= TASK DIRECTIONS =
Copy everything from "Contribution" down to "in both stages." in the demand response paper summary, renaming "incentive-compatible" to "truth-inducing" wherever it appears.

= SELECTED EXCERPT =

"""

A Two-Stage Mechanism for Demand Response Markets
Bharadwaj Satchidanandan, Mardavij Roozbehani, and Munther A. Dahleh

TL;DR
This paper proposes a two-stage mechanism for demand response markets that ensures truthful reporting of consumption and costs, improving reliability and fairness in electricity demand management during peak times.
Contribution
It introduces a novel two-stage incentive-compatible mechanism that aligns customer incentives with system efficiency, addressing issues of strategic misreporting and estimation errors.
Findings
Mechanism guarantees truthful reporting in both stages.
Reduces overpayment and underpayment issues.
Enhances demand response reliability and fairness.

"""

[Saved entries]
"""

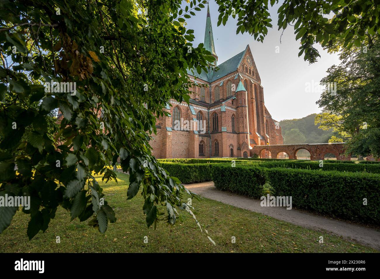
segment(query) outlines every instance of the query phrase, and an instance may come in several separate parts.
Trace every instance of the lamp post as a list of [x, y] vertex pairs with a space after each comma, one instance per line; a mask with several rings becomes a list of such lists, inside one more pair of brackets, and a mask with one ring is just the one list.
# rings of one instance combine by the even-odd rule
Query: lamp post
[[269, 141], [266, 142], [266, 145], [268, 146], [268, 158], [269, 159]]

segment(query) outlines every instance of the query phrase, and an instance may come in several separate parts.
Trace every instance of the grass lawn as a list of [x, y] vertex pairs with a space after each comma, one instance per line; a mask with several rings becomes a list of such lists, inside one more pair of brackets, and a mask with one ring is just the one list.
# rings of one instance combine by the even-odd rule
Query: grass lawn
[[[0, 252], [376, 252], [326, 231], [306, 229], [207, 199], [193, 200], [193, 212], [215, 241], [214, 246], [184, 211], [179, 211], [183, 222], [177, 219], [175, 225], [170, 226], [162, 221], [155, 230], [147, 228], [141, 195], [127, 200], [127, 174], [118, 173], [117, 184], [114, 181], [106, 184], [100, 176], [97, 178], [117, 219], [116, 223], [109, 224], [105, 234], [89, 227], [88, 221], [81, 223], [77, 219], [70, 222], [70, 213], [59, 208], [46, 231], [40, 232], [29, 241], [26, 235], [29, 216], [18, 211], [11, 225], [0, 235]], [[56, 243], [56, 236], [60, 236], [60, 243]], [[147, 243], [144, 243], [146, 236]], [[320, 236], [324, 243], [319, 243]], [[231, 243], [233, 236], [235, 243]]]

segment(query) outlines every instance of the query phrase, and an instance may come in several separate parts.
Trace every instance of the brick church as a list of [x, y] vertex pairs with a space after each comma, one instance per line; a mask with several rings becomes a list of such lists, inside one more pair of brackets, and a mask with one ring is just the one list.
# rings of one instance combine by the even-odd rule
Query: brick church
[[[283, 144], [281, 127], [265, 107], [261, 80], [250, 49], [220, 65], [207, 7], [204, 48], [215, 58], [208, 73], [188, 69], [189, 103], [170, 100], [152, 135], [157, 158], [248, 157], [256, 145]], [[218, 70], [217, 69], [218, 68]], [[260, 154], [268, 157], [268, 154]]]

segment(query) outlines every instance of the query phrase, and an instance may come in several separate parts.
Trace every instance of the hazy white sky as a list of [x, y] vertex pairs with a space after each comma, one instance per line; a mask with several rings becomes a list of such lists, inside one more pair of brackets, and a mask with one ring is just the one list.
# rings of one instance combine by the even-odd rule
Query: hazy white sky
[[[278, 31], [277, 25], [277, 12], [280, 6], [275, 5], [269, 8], [273, 28], [269, 29], [262, 43], [254, 41], [253, 37], [247, 33], [236, 35], [237, 21], [232, 17], [226, 26], [221, 24], [217, 27], [218, 5], [213, 0], [210, 1], [218, 64], [242, 51], [249, 44], [264, 87], [265, 106], [272, 117], [278, 121], [301, 118], [320, 112], [321, 109], [315, 102], [319, 98], [320, 92], [307, 92], [309, 90], [306, 89], [306, 84], [319, 83], [326, 75], [329, 68], [339, 63], [337, 54], [329, 54], [319, 45], [315, 47], [321, 57], [316, 63], [309, 65], [304, 60], [303, 56], [299, 57], [300, 41], [299, 39], [296, 41], [292, 26], [288, 26], [285, 29], [280, 44], [282, 30]], [[196, 16], [186, 19], [186, 28], [194, 29], [195, 39], [193, 43], [198, 46], [203, 42], [204, 38], [207, 6], [195, 13]], [[279, 53], [275, 52], [277, 46], [279, 46]]]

"""

= OUTPUT OF THE EXERCISE =
Contribution
It introduces a novel two-stage truth-inducing mechanism that aligns customer incentives with system efficiency, addressing issues of strategic misreporting and estimation errors.
Findings
Mechanism guarantees truthful reporting in both stages.